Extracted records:
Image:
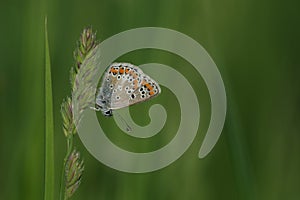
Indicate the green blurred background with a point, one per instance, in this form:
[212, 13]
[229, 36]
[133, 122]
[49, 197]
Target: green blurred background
[255, 45]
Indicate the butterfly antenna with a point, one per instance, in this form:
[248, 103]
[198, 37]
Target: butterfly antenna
[128, 128]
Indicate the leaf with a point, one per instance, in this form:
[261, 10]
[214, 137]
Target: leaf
[49, 129]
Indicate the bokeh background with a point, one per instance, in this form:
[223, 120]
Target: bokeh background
[255, 45]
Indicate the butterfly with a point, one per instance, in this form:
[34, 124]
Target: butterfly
[124, 84]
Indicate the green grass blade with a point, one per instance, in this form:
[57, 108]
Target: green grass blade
[49, 129]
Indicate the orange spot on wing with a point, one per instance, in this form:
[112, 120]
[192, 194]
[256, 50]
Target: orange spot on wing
[112, 70]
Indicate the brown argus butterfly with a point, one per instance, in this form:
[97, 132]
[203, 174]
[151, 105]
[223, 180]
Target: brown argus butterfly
[124, 84]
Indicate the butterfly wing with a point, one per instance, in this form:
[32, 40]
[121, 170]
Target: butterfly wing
[125, 84]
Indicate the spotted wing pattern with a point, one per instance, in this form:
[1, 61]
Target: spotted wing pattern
[125, 84]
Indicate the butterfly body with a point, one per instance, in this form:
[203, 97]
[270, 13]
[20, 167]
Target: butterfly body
[124, 84]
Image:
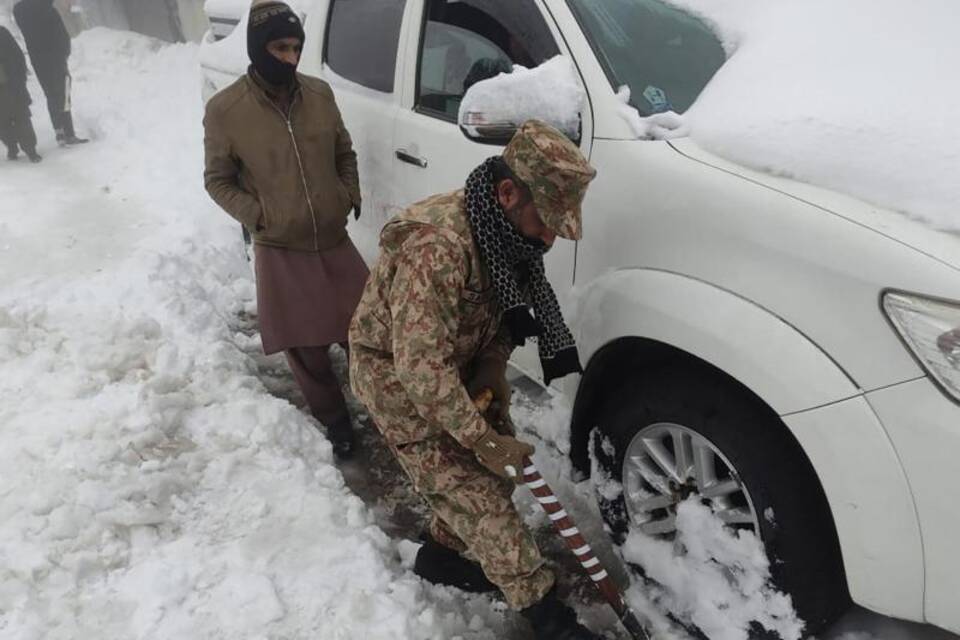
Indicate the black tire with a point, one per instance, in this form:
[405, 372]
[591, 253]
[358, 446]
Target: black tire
[801, 542]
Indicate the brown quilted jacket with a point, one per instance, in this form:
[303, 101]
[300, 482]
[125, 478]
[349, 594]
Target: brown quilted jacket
[289, 177]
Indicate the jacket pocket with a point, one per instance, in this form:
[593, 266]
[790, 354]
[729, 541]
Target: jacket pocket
[343, 195]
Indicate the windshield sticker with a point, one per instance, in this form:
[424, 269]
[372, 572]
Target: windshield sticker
[657, 99]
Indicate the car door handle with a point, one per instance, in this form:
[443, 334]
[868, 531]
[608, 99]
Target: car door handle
[403, 156]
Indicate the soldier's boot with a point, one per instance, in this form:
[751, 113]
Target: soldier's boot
[341, 436]
[551, 619]
[442, 565]
[69, 134]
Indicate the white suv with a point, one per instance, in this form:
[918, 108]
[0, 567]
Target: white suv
[790, 354]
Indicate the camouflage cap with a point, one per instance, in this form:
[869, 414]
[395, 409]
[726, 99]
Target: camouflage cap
[556, 173]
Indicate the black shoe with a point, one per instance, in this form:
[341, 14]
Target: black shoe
[341, 436]
[551, 619]
[442, 565]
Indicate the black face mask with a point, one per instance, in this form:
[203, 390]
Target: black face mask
[275, 71]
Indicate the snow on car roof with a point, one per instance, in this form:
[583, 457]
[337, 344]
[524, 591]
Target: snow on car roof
[856, 96]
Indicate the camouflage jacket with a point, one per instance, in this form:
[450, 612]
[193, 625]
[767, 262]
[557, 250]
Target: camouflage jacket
[429, 306]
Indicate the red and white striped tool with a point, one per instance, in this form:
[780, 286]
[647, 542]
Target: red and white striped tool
[574, 540]
[581, 549]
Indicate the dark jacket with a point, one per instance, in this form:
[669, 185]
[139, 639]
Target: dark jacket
[290, 178]
[13, 71]
[48, 42]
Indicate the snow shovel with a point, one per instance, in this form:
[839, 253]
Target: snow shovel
[574, 540]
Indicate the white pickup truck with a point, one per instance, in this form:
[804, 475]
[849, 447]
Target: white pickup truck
[787, 353]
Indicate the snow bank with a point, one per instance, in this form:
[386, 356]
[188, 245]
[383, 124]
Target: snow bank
[853, 96]
[710, 577]
[150, 486]
[550, 92]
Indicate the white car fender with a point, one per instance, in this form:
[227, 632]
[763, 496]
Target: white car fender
[766, 354]
[864, 482]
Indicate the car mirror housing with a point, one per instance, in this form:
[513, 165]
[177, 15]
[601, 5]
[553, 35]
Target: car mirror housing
[493, 109]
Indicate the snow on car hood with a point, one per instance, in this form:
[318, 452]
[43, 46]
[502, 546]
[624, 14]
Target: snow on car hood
[853, 96]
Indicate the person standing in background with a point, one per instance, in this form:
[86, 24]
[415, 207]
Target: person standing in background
[16, 130]
[280, 161]
[48, 44]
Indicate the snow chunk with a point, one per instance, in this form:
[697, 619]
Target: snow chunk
[711, 577]
[658, 126]
[550, 92]
[849, 110]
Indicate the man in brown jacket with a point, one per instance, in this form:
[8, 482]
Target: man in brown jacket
[280, 161]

YOUR TASK »
An exact transcription of all the entries is required, without the pictures.

WRITTEN REPLY »
Image:
Indicate the green blurred background with a point, one per instance, in this form:
[212, 13]
[229, 36]
[133, 122]
[49, 197]
Target: green blurred background
[255, 45]
Indicate the butterfly antenna with a point, one per instance, in this form:
[248, 103]
[198, 37]
Target: butterfly antenna
[128, 128]
Indicate the leaf with a point, one per instance, in this form:
[261, 10]
[214, 137]
Target: leaf
[49, 129]
Indicate the bokeh background with a point, one per instance, in this form:
[223, 120]
Target: bokeh background
[255, 45]
Indicate the butterfly with a point, one per instance, in this form:
[34, 124]
Target: butterfly
[124, 84]
Indicate the green grass blade with a point, one per instance, in this form:
[57, 108]
Target: green grass blade
[49, 129]
Indicate the orange spot on wing with a point, one per instance, in this form:
[112, 120]
[192, 194]
[256, 50]
Target: orange spot on wing
[112, 70]
Indicate the brown argus butterfly with a point, one per instance, in this form:
[97, 132]
[203, 174]
[151, 105]
[223, 180]
Target: brown argus butterfly
[124, 84]
Indicate the butterfly wing with a point, one per instance, in this form:
[32, 40]
[121, 170]
Target: butterfly wing
[125, 84]
Indicate the spotted wing pattern with a point, one per instance, in this form:
[1, 61]
Target: spotted wing pattern
[125, 84]
Indicate the butterfly body with a point, one per instance, in this form:
[203, 97]
[270, 13]
[20, 167]
Target: butterfly body
[124, 84]
Image:
Indicate the black tire with a point, one per instance, in this form:
[405, 372]
[591, 253]
[358, 446]
Target: black tire
[801, 542]
Indicate the brown quilted jacket with a point, one per instance, in this form:
[303, 101]
[300, 482]
[125, 478]
[349, 594]
Target: brown quilted jacket
[289, 177]
Indicate the jacket pocket with a point, one per instance, in this form:
[593, 266]
[790, 354]
[729, 541]
Target: jacket pocket
[343, 195]
Indicate the windshield sticker with a point, one per instance, in this form:
[424, 269]
[372, 572]
Target: windshield sticker
[657, 99]
Indicate the car door handle with a point, one per instance, in this form:
[443, 334]
[868, 531]
[608, 99]
Target: car door handle
[403, 156]
Indicate the soldier's boot with a point, one per instance, in this form:
[751, 113]
Target: soldier's boot
[341, 436]
[551, 619]
[442, 565]
[69, 134]
Indicate the white suv with a point, one per instance, in this form:
[918, 108]
[0, 567]
Target: white suv
[790, 354]
Indicate the camouflage cap with a point, one per instance, in this form:
[869, 414]
[395, 409]
[726, 99]
Target: camouflage cap
[556, 173]
Indicate the black shoe with a point, one per instance, in this form:
[341, 14]
Target: black shoe
[341, 436]
[551, 619]
[442, 565]
Indicate the black face mask with a point, one per instance, in this form:
[203, 390]
Target: black face mask
[275, 71]
Indicate the snow on car roof with a point, one per instance, in this form:
[583, 457]
[337, 344]
[524, 591]
Target: snow on car roof
[856, 96]
Indicate the camouflage jacket with a point, one per instance, in this form:
[450, 612]
[193, 625]
[767, 262]
[557, 250]
Target: camouflage jacket
[429, 306]
Indicate the red and white striped tool with a point, one per instance, in this form:
[780, 286]
[647, 542]
Target: red and white striped tool
[574, 540]
[581, 549]
Indicate the dark jacket with a point, one per instance, in this form:
[669, 185]
[139, 639]
Target: dark jacket
[290, 178]
[13, 71]
[48, 42]
Indicate the snow shovel with a point, one per instance, in this form:
[839, 253]
Target: snow shovel
[574, 540]
Indicate the white pickup truck with a point, one per instance, in this form:
[804, 475]
[849, 447]
Target: white pickup truck
[787, 353]
Indicate the snow bank with a point, one per instance, in this form:
[386, 356]
[188, 245]
[383, 124]
Target: snow bank
[853, 96]
[710, 577]
[150, 486]
[550, 92]
Indicate the white car fender with a point, one per instance, in this form:
[227, 632]
[763, 496]
Target: white car fender
[766, 354]
[864, 482]
Indicate the car mirror housing with a point, one per instance, in this form:
[513, 165]
[177, 15]
[601, 5]
[553, 35]
Target: car mirror housing
[493, 109]
Indicate the snow on car hood with a point, one per instance, in this form:
[318, 452]
[43, 46]
[502, 546]
[624, 14]
Target: snow on car hood
[853, 96]
Indicate the person standing in background with a point, one per instance, in this form:
[86, 24]
[415, 207]
Target: person standing in background
[16, 130]
[280, 161]
[48, 44]
Indicate the snow chunk with a point, one per instance, in this form:
[697, 619]
Target: snow chunk
[711, 577]
[658, 126]
[550, 92]
[849, 110]
Indicate the man in brown jacket with a point, one per instance, in this form:
[8, 482]
Target: man in brown jacket
[280, 161]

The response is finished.